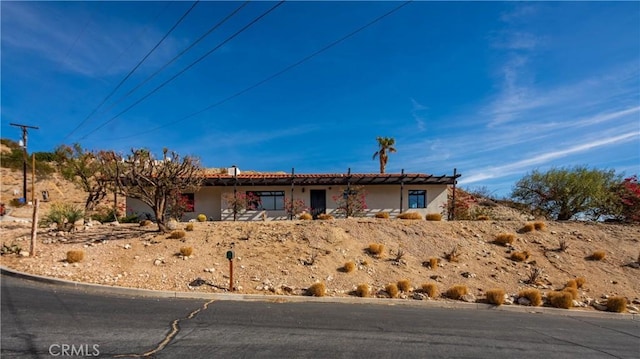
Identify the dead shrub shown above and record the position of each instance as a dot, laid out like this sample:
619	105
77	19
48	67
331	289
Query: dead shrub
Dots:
177	234
560	299
533	295
392	290
495	296
457	291
186	251
349	267
75	256
305	216
433	217
317	290
519	256
410	215
363	290
404	285
597	255
617	304
430	289
504	239
539	225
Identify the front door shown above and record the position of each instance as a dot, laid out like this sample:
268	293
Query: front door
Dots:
318	202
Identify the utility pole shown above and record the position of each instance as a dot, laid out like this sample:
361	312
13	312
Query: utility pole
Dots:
24	160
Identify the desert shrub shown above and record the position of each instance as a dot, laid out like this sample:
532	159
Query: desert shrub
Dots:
433	217
177	234
317	290
533	295
519	256
410	215
430	289
186	251
539	225
560	299
617	304
392	290
363	290
376	249
457	291
305	216
495	296
404	285
529	227
74	256
571	290
349	267
504	239
597	255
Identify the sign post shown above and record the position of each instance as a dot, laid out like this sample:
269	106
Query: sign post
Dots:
230	256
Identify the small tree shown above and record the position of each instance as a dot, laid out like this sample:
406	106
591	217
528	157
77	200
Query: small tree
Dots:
141	176
351	202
......
Pictures aside, reproduce the listing above exactly.

Identify the dead shrub shown above and record the position of each instance as a dot, laid out like this sample:
619	105
77	19
48	67
331	289
Query: dead shrub
Dots:
177	234
560	299
533	295
392	290
495	296
457	291
186	251
349	267
75	256
305	216
433	217
317	290
519	256
410	215
363	290
404	285
597	255
617	304
430	289
504	239
539	225
Identify the front door shown above and record the position of each instance as a dot, laid out like this sample:
268	293
Query: front door
Dots:
318	202
Identify the utility pole shown above and record the position of each instance as a dot, laid out like this sample:
361	312
13	312
Query: utility pole
Dots:
24	160
Identify the desert shrub shown above and record the position of each instance as a dot, laid out like this sample:
532	159
Query: desert shrub
Dots:
433	217
177	234
317	290
533	295
519	256
410	215
430	289
186	251
539	225
560	299
617	304
392	290
363	290
376	249
457	291
305	216
495	296
404	285
529	227
74	256
571	290
349	267
504	239
597	255
Identify the sign post shown above and record the position of each instance as a dot, laid out like this sample:
269	106
Query: sign post
Dots:
230	256
Identify the small tree shown above and record the position of each instance as a dot, laid out like this sample:
406	106
591	217
528	157
77	200
Query: small tree
Dots:
141	176
351	202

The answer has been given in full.